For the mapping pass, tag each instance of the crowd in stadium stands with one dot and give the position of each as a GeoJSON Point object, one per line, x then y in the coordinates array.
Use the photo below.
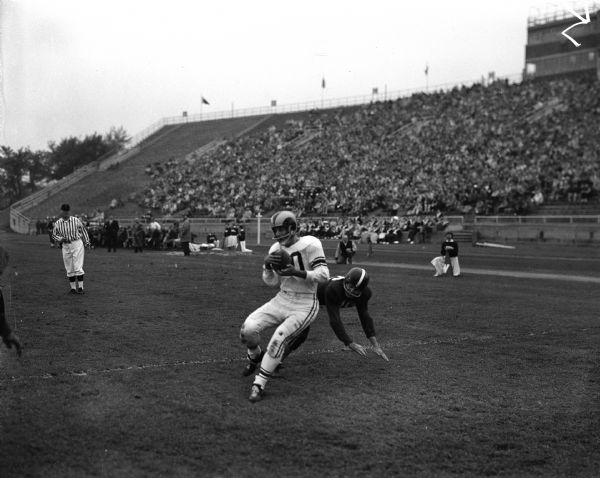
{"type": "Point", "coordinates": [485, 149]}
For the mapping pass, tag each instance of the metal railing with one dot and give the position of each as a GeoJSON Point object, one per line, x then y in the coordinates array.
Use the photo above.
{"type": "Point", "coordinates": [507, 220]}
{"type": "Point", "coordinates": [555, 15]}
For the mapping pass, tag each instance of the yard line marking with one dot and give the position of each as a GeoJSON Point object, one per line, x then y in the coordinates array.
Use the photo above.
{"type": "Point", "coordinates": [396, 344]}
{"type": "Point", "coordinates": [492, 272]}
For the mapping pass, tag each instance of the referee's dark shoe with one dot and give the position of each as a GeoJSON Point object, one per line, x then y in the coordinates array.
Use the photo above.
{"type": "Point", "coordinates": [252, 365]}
=-=-=
**Work instructions**
Each entry shown above must be quoted exactly, with its pictures left out.

**Answer area**
For the mapping pass, tag each instance of the crowd in stadium stands with one dot and give the position of each as a GeoJSON Point object, one per line, x then y in the coordinates array.
Use the photo below.
{"type": "Point", "coordinates": [485, 149]}
For the mapping pass, tag each instance of the metal railing with one dot and give the position of each as a GeoJSON Point object, one per line, x then y in the coordinates array.
Use the photo above.
{"type": "Point", "coordinates": [507, 220]}
{"type": "Point", "coordinates": [555, 15]}
For the mapping pass, tag each instance of the yard line marking with one dot and give the position of each as a GeoJSON Point object, one per line, x then y in the coordinates array.
Use the photo above.
{"type": "Point", "coordinates": [396, 344]}
{"type": "Point", "coordinates": [492, 272]}
For the mapping pass, tag each instance of the referee's dark shoe with one dot and give the position of each as a GeoJSON Point object, one per line, x then y in the coordinates array.
Use the photo above.
{"type": "Point", "coordinates": [252, 365]}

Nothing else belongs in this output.